## [Task brief]
Copy out every line of the entries below, character for character.

## [Exercise input]
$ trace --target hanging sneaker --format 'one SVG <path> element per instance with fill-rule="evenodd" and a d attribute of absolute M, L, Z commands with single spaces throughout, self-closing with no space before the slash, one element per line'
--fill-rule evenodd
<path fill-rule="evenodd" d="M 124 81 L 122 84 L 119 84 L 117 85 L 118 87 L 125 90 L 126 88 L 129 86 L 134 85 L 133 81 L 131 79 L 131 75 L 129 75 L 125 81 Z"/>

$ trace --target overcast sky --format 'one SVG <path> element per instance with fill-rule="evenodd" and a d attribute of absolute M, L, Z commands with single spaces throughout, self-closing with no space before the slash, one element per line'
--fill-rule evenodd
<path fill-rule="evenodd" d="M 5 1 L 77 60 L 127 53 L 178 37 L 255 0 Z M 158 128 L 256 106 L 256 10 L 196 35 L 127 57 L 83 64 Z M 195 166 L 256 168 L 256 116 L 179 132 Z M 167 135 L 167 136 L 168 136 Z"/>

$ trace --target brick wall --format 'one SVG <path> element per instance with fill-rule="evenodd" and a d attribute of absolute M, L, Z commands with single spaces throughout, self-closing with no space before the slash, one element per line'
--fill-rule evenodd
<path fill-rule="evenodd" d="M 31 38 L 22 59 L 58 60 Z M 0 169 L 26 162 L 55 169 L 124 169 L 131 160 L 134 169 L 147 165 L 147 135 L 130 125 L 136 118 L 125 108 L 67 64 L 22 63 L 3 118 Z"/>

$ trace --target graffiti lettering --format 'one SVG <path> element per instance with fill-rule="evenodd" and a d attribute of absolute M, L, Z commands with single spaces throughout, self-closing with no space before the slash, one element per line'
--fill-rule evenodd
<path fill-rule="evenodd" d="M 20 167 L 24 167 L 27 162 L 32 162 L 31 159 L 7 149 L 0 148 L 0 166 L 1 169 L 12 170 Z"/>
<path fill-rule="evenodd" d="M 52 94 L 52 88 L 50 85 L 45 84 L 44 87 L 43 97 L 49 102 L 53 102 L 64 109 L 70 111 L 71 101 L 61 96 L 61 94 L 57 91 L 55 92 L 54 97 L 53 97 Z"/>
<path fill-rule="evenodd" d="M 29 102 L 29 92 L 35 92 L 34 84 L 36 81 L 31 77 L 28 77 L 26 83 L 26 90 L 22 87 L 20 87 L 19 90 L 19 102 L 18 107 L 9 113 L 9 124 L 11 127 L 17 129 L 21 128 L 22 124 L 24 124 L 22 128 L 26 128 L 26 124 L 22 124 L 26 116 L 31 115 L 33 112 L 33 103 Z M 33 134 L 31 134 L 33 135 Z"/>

## [Completed exercise]
$ trace --target hanging sneaker --format 'one SVG <path> element per instance with fill-rule="evenodd" and a d attribute of absolute M, L, Z commands with single spaces throughout, self-closing with no space before the slash, one element per line'
--fill-rule evenodd
<path fill-rule="evenodd" d="M 124 81 L 122 84 L 119 84 L 117 85 L 118 87 L 125 90 L 126 88 L 129 86 L 134 85 L 133 81 L 131 79 L 131 75 L 129 75 L 125 81 Z"/>

$ trace --target overcast sky --format 'one SVG <path> element per instance with fill-rule="evenodd" and a d attribute of absolute M, L, Z commands with single spaces throughout, self-closing with no space before the slash, one element per line'
--fill-rule evenodd
<path fill-rule="evenodd" d="M 5 1 L 77 60 L 127 53 L 178 37 L 255 0 Z M 158 128 L 256 106 L 256 10 L 196 35 L 127 57 L 83 64 Z M 195 166 L 256 168 L 256 116 L 179 132 Z M 167 135 L 167 136 L 168 136 Z"/>

$ trace --target brick wall --format 'one SVG <path> element per instance with fill-rule="evenodd" and a d attribute of absolute M, L, Z commands with single spaces throughout, self-closing with no space before the slash, one element per line'
--fill-rule evenodd
<path fill-rule="evenodd" d="M 31 38 L 22 59 L 58 60 Z M 0 169 L 26 162 L 55 169 L 124 169 L 131 160 L 134 169 L 147 165 L 147 135 L 130 125 L 136 118 L 125 108 L 67 64 L 22 63 L 3 118 Z"/>

$ trace --target graffiti lettering --format 'one SVG <path> element per instance with fill-rule="evenodd" and a d attribute of absolute M, L, Z commands with single spaces throughout, self-closing with no space before the slash, one element per line'
--fill-rule evenodd
<path fill-rule="evenodd" d="M 20 167 L 24 167 L 27 162 L 32 162 L 31 159 L 7 149 L 0 148 L 0 166 L 1 169 L 12 170 Z"/>
<path fill-rule="evenodd" d="M 52 94 L 52 88 L 50 85 L 45 84 L 44 87 L 43 97 L 49 102 L 53 102 L 64 109 L 70 111 L 71 101 L 61 96 L 61 94 L 57 91 L 55 92 L 54 97 L 53 97 Z"/>
<path fill-rule="evenodd" d="M 29 102 L 29 92 L 35 92 L 34 84 L 36 81 L 31 77 L 28 77 L 26 83 L 26 90 L 22 87 L 20 87 L 19 90 L 19 102 L 18 107 L 9 113 L 9 124 L 11 127 L 17 129 L 21 128 L 22 124 L 24 124 L 22 128 L 26 128 L 26 124 L 22 124 L 26 116 L 31 115 L 33 112 L 33 103 Z M 33 134 L 31 134 L 33 135 Z"/>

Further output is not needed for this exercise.